→ **Activity**:
Identical copies of all the records below are needed.
◆ ◆ ◆ ◆
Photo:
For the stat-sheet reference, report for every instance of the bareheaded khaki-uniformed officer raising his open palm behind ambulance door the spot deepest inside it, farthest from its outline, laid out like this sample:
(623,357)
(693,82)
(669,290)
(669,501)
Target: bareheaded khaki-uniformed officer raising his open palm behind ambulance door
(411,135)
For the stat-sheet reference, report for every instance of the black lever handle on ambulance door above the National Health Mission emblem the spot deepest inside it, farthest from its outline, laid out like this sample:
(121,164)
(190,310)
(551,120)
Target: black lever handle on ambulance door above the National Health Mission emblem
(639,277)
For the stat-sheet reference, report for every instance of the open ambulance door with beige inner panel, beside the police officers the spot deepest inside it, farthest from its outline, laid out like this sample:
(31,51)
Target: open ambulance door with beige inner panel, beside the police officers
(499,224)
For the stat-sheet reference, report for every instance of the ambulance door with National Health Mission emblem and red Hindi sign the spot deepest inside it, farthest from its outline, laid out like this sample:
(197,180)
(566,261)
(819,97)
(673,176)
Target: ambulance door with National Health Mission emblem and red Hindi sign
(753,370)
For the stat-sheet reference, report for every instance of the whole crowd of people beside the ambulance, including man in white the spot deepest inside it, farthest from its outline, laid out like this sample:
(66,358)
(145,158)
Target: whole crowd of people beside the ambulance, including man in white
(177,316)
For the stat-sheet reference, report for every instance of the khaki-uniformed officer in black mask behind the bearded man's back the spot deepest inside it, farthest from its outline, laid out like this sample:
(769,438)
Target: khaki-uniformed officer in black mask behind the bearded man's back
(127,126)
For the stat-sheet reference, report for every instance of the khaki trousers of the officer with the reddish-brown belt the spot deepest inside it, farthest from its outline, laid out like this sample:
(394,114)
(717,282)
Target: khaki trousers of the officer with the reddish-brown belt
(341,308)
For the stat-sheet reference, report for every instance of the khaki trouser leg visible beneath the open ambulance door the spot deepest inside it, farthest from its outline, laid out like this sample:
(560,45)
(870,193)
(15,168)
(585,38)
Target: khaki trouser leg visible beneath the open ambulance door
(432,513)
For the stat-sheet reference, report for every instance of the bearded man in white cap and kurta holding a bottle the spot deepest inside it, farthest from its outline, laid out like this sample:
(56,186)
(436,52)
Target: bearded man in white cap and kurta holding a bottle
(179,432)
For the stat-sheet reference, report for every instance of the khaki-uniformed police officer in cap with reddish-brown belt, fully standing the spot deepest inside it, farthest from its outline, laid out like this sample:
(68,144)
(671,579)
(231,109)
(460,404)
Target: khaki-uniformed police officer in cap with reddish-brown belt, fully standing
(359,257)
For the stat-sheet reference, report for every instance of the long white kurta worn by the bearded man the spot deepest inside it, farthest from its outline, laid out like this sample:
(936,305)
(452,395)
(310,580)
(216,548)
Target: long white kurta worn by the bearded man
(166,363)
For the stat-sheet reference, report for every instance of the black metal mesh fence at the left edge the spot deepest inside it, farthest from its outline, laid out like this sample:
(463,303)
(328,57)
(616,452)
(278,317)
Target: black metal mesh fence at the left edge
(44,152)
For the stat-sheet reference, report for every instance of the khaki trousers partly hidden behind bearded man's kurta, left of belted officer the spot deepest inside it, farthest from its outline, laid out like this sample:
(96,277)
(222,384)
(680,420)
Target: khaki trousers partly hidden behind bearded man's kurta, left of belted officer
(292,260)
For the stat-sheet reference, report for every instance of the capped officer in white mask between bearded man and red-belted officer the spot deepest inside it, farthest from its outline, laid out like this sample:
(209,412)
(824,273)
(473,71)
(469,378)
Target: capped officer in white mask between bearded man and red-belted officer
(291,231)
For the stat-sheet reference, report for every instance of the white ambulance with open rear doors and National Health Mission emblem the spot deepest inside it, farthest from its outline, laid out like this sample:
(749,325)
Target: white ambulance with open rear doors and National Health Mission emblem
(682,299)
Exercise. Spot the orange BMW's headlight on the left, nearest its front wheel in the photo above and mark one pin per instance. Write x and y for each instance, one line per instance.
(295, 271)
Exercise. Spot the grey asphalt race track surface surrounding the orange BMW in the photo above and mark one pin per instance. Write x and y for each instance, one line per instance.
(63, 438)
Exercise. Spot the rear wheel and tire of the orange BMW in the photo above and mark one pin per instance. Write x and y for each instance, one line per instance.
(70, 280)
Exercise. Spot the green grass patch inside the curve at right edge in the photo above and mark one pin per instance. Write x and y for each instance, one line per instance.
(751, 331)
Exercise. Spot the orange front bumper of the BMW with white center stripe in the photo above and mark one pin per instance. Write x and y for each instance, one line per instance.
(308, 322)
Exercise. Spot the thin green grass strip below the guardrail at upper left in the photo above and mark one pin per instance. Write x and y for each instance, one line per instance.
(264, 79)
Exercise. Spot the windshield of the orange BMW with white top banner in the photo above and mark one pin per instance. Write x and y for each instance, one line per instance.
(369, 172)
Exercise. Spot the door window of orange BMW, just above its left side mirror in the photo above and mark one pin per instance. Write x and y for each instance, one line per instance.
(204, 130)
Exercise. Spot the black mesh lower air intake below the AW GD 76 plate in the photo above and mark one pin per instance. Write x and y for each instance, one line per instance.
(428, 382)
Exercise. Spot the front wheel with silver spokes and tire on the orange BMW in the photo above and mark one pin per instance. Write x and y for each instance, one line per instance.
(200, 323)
◆ ◆ ◆ ◆
→ **Completed exercise**:
Photo:
For the stat-sheet reference, report for every instance of the bareheaded khaki-uniformed officer raising his open palm behind ambulance door the spot deepest inside it, farthest from its outline, laid out like this sample:
(623,357)
(693,82)
(669,290)
(669,501)
Target: bareheaded khaki-uniformed officer raising his open palm behind ambulance door
(411,135)
For the stat-sheet reference, report for every instance of the black lever handle on ambulance door above the National Health Mission emblem the spot deepest inside it, farthest from its outline, laid out like this sample:
(121,164)
(190,310)
(551,120)
Target: black lever handle on ambulance door above the National Health Mission emblem
(639,277)
For the stat-sheet reference, report for every instance of the open ambulance door with beige inner panel, beside the police officers the spot deepest inside it, farthest from its outline, laid out like this sample:
(31,51)
Target: open ambulance door with beige inner panel, beside the police officers
(499,224)
For the stat-sheet reference, report for every instance of the ambulance door with National Health Mission emblem and red Hindi sign the spot deepest inside it, farthest from its outline, laid out like this sample:
(197,180)
(566,261)
(819,97)
(673,176)
Target: ambulance door with National Health Mission emblem and red Hindi sign
(753,370)
For the stat-sheet reference, report for every instance of the whole crowd of people beside the ambulance, including man in white the spot deepest inside it, farthest from its outline, laid out like this sample:
(66,358)
(145,158)
Target: whole crowd of people beside the ambulance, including man in white
(177,316)
For the stat-sheet reference, report for every instance of the khaki-uniformed officer in black mask behind the bearded man's back the spot deepest inside it, farthest from its outline, laid out like this sample:
(769,438)
Target: khaki-uniformed officer in black mask behind the bearded man's back
(127,126)
For the stat-sheet reference, report for every instance of the khaki trousers of the officer with the reddish-brown belt the spot deepest inside it, farthest from its outline, laid out like this sample:
(394,114)
(717,282)
Target: khaki trousers of the officer with the reddish-brown belt
(341,308)
For the stat-sheet reference, report for every instance of the khaki trouser leg visible beneath the open ambulance door the spot deepest inside it, farthest from its outline, laid out like this sample:
(560,45)
(870,193)
(15,168)
(585,38)
Target: khaki trouser leg visible beneath the open ambulance door
(432,513)
For the stat-sheet reference, report for every instance of the bearded man in white cap and kurta holding a bottle the spot deepest inside it, farthest from its outline, laid out like this sample:
(56,186)
(436,52)
Target: bearded man in white cap and kurta holding a bottle
(179,432)
For the stat-sheet reference, report for every instance of the khaki-uniformed police officer in cap with reddish-brown belt, fully standing the spot deepest inside it, farthest from its outline, laid out like this sample:
(68,144)
(671,579)
(231,109)
(460,404)
Target: khaki-uniformed police officer in cap with reddish-brown belt, fully standing
(359,257)
For the stat-sheet reference, report for every instance of the long white kurta worn by the bearded man the spot deepest inside it, farthest from its outline, laid out like this sample:
(936,305)
(452,395)
(310,580)
(216,548)
Target: long white kurta worn by the bearded man
(166,363)
For the stat-sheet reference, report for every instance of the black metal mesh fence at the left edge the spot deepest inside it, farthest from its outline, laid out like this sample:
(463,303)
(328,57)
(616,452)
(278,317)
Target: black metal mesh fence at the left edge
(44,152)
For the stat-sheet reference, report for every instance of the khaki trousers partly hidden behind bearded man's kurta, left of belted officer the spot deepest inside it, farthest from its outline, laid out like this sample:
(96,277)
(222,384)
(680,420)
Target: khaki trousers partly hidden behind bearded man's kurta, left of belted officer
(292,260)
For the stat-sheet reference, report for every instance of the capped officer in white mask between bearded man and red-belted officer the spot deepest inside it, farthest from its outline, laid out like this sample:
(209,412)
(824,273)
(473,71)
(469,378)
Target: capped officer in white mask between bearded man and red-belted officer
(291,231)
For the stat-sheet reference, report for every instance of the white ambulance with open rear doors and National Health Mission emblem the spot deepest inside it, farthest from its outline, laid out like this sample:
(749,325)
Target: white ambulance with open rear doors and National Health Mission emblem
(682,299)
Exercise. Spot the orange BMW's headlight on the left, nearest its front wheel in the photo above and mark one pin per instance. Write x and y for each instance, one line per instance.
(295, 271)
Exercise. Spot the grey asphalt race track surface surrounding the orange BMW in the photo above and mark one pin per instance. Write x and y for each instance, one line per instance.
(63, 438)
Exercise. Spot the rear wheel and tire of the orange BMW in the photo above and mark one pin per instance. Write x and y for each instance, one line per instance.
(70, 280)
Exercise. Spot the green grass patch inside the curve at right edge in the photo above and mark one pin per instance. Write x and y for each instance, one line per instance.
(751, 331)
Exercise. Spot the orange front bumper of the BMW with white center stripe in the photo above and mark one pin per instance. Write x and y for each instance, one line per instance.
(308, 322)
Exercise. Spot the thin green grass strip below the guardrail at upper left in the photo above and mark one pin per instance. Write x and y for each instance, one line per instance.
(264, 79)
Exercise. Spot the windshield of the orange BMW with white top banner in the photo above and mark one pin per instance. Write x and y for each instance, one line per instance.
(369, 172)
Exercise. Spot the door window of orange BMW, just above its left side mirror in the photo above and mark one pin per instance. Write x and y for each instance, one line per instance.
(204, 130)
Exercise. Spot the black mesh lower air intake below the AW GD 76 plate in the photo above and mark one pin per instance. Write x and y for each instance, one line per instance.
(428, 382)
Exercise. Spot the front wheel with silver spokes and tire on the orange BMW in the photo above and mark one pin per instance. Write x and y for each instance, one line per instance.
(200, 323)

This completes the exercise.